■ THE REQUEST ■
Format the lines below as a JSON list of strings, one string per line and no blank lines, starting at the line that has "like [(909, 445)]." and stopping after the line that has "[(95, 394)]".

■ SOURCE DATA ■
"""

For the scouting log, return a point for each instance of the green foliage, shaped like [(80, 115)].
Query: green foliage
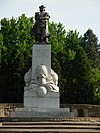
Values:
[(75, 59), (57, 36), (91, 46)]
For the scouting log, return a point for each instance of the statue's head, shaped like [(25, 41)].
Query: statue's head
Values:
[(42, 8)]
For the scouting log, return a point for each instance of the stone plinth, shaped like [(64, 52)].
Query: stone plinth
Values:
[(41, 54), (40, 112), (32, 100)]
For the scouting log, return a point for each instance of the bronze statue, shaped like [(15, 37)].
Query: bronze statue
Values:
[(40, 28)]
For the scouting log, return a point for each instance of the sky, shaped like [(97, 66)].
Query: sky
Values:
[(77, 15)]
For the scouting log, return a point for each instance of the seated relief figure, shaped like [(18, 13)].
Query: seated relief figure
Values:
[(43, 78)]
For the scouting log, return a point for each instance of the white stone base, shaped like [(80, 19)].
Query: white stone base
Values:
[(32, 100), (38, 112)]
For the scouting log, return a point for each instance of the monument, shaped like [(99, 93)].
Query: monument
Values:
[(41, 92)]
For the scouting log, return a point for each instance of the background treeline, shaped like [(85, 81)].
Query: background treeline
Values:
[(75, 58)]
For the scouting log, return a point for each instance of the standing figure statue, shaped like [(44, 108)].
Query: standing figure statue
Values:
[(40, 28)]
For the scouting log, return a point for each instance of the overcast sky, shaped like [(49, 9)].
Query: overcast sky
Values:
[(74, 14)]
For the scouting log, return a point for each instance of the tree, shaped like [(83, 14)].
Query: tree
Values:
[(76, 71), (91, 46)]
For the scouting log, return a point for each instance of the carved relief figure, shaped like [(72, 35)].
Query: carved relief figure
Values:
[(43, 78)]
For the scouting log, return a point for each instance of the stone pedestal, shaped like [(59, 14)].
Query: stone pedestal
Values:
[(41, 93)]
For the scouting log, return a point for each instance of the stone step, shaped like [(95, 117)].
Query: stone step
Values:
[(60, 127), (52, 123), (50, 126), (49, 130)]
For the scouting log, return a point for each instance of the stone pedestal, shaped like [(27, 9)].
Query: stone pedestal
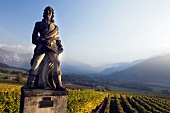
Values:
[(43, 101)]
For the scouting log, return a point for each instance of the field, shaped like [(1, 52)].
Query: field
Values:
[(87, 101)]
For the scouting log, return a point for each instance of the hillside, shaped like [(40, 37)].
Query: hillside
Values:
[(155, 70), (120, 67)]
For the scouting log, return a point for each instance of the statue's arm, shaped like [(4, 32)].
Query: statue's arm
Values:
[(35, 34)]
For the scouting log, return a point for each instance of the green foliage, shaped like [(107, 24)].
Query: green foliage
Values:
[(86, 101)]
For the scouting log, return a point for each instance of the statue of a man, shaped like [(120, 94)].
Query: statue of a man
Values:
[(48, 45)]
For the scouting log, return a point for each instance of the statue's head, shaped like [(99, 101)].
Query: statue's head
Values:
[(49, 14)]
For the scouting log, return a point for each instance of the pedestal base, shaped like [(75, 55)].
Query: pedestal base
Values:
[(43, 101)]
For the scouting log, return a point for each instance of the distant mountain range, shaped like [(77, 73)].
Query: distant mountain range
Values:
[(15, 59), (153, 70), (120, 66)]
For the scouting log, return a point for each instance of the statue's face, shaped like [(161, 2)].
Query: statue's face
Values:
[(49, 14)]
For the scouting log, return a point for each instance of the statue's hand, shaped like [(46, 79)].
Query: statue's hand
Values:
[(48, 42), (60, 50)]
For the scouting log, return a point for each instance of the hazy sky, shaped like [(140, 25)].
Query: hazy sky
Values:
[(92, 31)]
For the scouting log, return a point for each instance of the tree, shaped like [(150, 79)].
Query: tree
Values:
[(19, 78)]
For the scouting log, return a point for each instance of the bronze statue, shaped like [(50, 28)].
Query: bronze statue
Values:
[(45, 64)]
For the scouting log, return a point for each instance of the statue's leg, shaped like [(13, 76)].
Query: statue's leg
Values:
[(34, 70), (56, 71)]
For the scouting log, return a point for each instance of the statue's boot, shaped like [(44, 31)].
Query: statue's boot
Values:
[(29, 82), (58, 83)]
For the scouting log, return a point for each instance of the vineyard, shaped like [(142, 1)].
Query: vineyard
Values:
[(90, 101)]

"""
"""

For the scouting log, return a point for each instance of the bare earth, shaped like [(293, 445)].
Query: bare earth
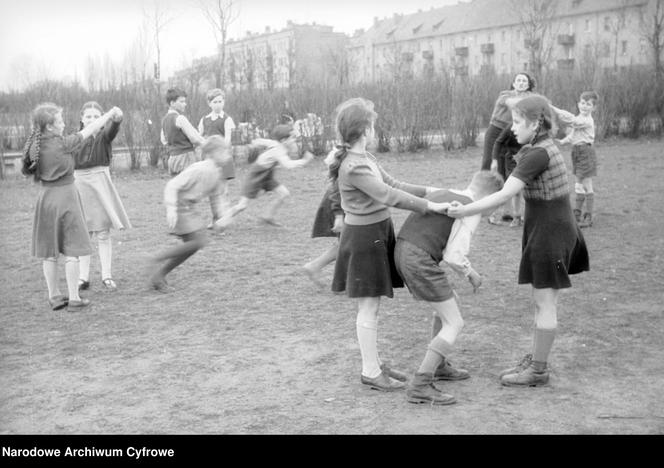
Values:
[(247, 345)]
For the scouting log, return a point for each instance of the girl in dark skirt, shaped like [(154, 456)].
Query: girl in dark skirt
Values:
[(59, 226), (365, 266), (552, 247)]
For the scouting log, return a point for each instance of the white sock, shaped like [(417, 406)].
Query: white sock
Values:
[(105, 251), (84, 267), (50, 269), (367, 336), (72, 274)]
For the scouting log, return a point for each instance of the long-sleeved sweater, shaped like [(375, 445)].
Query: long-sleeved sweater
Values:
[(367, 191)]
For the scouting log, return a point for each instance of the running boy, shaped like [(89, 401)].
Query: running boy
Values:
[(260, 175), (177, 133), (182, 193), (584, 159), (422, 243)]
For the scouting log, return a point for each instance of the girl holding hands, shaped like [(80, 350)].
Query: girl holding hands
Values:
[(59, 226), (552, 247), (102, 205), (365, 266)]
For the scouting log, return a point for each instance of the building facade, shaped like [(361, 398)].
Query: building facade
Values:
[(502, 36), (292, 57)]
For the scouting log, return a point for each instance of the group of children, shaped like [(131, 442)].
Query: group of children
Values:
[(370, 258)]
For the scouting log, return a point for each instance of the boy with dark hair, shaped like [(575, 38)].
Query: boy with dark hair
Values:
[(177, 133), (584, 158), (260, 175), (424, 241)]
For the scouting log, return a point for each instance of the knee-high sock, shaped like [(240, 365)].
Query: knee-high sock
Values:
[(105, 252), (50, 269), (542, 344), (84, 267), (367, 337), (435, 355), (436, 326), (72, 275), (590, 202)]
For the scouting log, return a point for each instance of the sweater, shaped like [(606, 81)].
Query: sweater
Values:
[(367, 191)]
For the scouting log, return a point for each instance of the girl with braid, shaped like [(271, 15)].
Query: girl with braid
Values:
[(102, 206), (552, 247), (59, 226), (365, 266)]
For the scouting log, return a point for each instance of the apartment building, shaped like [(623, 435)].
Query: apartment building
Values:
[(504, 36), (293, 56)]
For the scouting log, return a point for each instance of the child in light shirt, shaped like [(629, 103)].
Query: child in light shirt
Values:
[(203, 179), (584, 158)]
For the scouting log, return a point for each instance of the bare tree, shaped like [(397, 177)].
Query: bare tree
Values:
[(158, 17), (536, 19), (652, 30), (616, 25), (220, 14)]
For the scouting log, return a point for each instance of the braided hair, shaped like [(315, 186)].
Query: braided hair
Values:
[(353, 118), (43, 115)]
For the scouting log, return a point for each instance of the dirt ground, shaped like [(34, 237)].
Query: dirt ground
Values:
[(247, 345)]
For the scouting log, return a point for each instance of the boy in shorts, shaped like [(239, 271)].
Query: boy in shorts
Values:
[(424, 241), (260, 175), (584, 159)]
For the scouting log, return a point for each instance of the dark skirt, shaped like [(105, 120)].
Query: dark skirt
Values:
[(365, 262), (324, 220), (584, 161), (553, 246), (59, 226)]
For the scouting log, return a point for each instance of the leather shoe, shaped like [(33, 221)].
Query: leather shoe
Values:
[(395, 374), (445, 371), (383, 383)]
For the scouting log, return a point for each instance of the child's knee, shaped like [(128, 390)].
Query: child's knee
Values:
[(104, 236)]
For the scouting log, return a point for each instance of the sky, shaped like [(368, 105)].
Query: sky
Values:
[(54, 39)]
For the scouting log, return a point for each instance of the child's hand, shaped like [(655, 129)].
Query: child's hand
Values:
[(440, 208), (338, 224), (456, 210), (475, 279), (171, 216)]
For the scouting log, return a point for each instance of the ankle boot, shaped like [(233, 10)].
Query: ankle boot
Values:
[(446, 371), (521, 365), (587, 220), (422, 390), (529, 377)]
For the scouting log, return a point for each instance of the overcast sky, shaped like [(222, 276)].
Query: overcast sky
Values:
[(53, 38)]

"""
"""

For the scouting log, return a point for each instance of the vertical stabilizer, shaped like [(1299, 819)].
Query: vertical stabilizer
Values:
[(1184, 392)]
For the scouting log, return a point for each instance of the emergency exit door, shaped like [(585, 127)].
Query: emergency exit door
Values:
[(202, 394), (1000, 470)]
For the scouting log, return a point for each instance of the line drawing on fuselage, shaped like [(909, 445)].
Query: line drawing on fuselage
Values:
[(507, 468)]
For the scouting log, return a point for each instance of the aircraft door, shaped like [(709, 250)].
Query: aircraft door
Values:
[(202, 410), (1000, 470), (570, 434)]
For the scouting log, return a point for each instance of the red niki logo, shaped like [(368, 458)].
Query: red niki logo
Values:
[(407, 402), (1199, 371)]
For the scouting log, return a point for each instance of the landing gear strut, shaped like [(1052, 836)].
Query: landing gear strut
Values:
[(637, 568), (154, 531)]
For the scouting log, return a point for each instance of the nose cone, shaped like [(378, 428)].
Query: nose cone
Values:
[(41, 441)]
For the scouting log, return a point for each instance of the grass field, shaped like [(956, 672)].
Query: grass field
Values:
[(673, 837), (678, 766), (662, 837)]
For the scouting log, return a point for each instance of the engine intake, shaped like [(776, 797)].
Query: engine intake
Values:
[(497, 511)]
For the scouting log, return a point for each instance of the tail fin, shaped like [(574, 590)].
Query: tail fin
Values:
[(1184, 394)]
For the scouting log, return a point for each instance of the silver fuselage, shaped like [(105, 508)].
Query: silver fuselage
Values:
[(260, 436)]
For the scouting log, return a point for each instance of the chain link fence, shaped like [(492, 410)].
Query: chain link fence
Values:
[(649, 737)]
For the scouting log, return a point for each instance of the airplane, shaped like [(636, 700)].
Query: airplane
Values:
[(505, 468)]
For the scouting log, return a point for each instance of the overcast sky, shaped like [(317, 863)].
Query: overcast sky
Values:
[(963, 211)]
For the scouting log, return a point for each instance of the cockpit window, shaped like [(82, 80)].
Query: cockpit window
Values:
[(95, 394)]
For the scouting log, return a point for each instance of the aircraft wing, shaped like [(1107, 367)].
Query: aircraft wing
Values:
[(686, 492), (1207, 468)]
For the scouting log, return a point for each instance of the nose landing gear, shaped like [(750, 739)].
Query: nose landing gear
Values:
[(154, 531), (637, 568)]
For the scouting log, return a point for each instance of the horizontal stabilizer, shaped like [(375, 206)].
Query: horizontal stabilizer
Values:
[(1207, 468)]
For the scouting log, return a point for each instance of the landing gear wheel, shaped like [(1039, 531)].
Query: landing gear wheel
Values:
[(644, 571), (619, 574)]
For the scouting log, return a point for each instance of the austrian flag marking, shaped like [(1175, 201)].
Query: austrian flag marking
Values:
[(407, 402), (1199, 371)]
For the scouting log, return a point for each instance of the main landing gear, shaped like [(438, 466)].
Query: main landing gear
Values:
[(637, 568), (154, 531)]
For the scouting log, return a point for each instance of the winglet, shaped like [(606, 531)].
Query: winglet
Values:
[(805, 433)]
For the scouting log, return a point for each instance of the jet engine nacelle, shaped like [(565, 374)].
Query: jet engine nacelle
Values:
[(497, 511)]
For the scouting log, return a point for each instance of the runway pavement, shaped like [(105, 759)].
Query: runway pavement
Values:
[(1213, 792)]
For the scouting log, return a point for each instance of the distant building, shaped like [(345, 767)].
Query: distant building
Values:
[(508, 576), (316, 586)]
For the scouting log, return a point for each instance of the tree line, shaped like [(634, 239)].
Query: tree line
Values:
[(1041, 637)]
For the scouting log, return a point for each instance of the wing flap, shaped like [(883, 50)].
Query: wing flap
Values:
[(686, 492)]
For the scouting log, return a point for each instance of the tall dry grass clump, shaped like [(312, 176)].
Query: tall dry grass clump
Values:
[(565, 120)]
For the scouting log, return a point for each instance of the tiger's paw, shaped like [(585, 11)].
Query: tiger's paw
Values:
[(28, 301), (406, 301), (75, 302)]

"""

■ WRITTEN SOLUTION ■
[
  "For the scouting log, return a point for each instance of the line drawing on fuselage, shaped like [(909, 445)].",
  "Query: line drawing on fuselage",
  "Values:",
  "[(507, 468)]",
  "For the scouting log, return a point for each instance of the aircraft door, shaped like [(709, 250)].",
  "Query: aircraft door",
  "Values:",
  "[(202, 410), (1000, 470), (570, 434)]",
  "For the scouting log, return a point for each instance of the red niki logo, shaped like [(368, 458)].",
  "Query: red niki logo",
  "Values:",
  "[(407, 402), (1199, 371)]",
  "For the scouting log, return a point for each instance of the landing gear strut, shaped like [(1052, 836)].",
  "Query: landing gear strut",
  "Values:",
  "[(637, 568), (154, 531)]",
  "For the scouting log, return a point for each instance of the nose cone, shaped like [(378, 428)].",
  "Query: nose cone",
  "Values:",
  "[(41, 441)]",
  "For the scouting log, return a point for each instance of the grass field, shaped like [(956, 672)].",
  "Query: grass field",
  "Values:",
  "[(673, 837), (678, 766), (662, 837)]",
  "For the scouting log, return a point for each instance of the engine intake, shaped like [(776, 797)].",
  "Query: engine intake",
  "Values:",
  "[(497, 511)]",
  "For the scouting log, return a point for each instance of the tail fin, shaped like [(574, 590)].",
  "Query: tail fin",
  "Values:",
  "[(1184, 394)]",
  "For the scouting log, return a point for each instance of the silver fuselage, shaped like [(105, 508)].",
  "Query: silver fuselage",
  "Values:",
  "[(260, 436)]",
  "For the scouting log, return a point for each instance of the chain link fence, shaped like [(492, 410)].",
  "Query: chain link fence",
  "Values:",
  "[(649, 737)]",
  "For the scouting log, return a point for each instance of the airplane, shaped like [(636, 700)].",
  "Query: airplane",
  "Values:",
  "[(505, 468)]",
  "For the scouting log, return a point for each instance of the overcast sky, shaped like [(317, 863)].",
  "Query: overcast sky",
  "Values:",
  "[(963, 211)]",
  "For the scouting log, return a point for each instance of the cockpit window, shaped like [(82, 80)].",
  "Query: cockpit window",
  "Values:",
  "[(95, 394)]"
]